* [PAGE TEXT]
This talks about CVS manifests. And since CVS manifests are stored in
certificates

> +  if (global_sanity.debug) L(F("%s") % debug());
> ^^ huh?  why do you test global_sanity.debug here?

it enables much much more debugging output (computing which is expansive).

> I think we now have _four_ implementations of "build a changeset given
> manifests" -- in 'db rebuild', in cvs_import, in git_import, in
> cvs_pull.  Surely we can do better than this...

Of course!

> Why is the stringtok code included verbatim in _both_ cvs_client.cc
> and cvs_repository.cc?

Bad idea. I probably should create another common used header.

> = cvs_sync.hh ==
> 
> We can't have a public struct cvs_edge and a different private struct
> cvs_edge in cvs_import.  Just... no.

Agreed.

> Why are all of cvs_edge's fields marked 'mutable'?  There are hardly
> _any_ good reasons to use 'mutable', certainly none that don't also
> have explanatary comments...

Will have to take a look ...

> +  mutable unsigned cm_delta_depth; // we store a full manifest every N 
> revisions
> +  static const unsigned cm_max_delta_depth=50;
> ^^ it seems like a very bad idea for cvssync to be making storage
> decisions like this.  If this is a good idea, we should be doing it in
> a global location (like database.cc); if it isn't a good idea, we
> shouldn't be doing it here (and doing it here will make it harder to
> implement any future good ideas).

The certificate used for storing the CVS revision for each file is delta
encoded. Since some of my projects easily reached 3000 revisions, I
decided to store the full map every 50 revisions (instead of traversing
every stored revision to reconstruct the current value). Certificates
are stored uncompressed, base64 encoded so space is precious here :-( .

> = options.hh =
> 
> +#define OPT_SINCE 99 // use a custom number ...
> ^^ huh?

I had to change this number too often on merges, so I decided to take
one from an unused domain. Should get 37 once included. Or better can we
already reserve a number for netsync in mainline ;-) ?

* [THINGS TO DO]
(a) Write out the part of the review thread starting with "I had to change" and going on through "mainline ;-) ?".
(b) Name every file in the review thread whose name ends in .cc or .hh.
The listing after this point has no connection to the review thread.

* [INFORMATION PROVIDED]
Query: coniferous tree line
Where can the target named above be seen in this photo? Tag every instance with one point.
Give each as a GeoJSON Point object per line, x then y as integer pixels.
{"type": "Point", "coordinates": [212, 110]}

* [RESULTS BY TASK]
(a)
I had to change this number too often on merges, so I decided to take
one from an unused domain. Should get 37 once included. Or better can we
already reserve a number for netsync in mainline ;-) ?

(b)
cvs_client.cc
cvs_repository.cc
cvs_sync.hh
database.cc
options.hh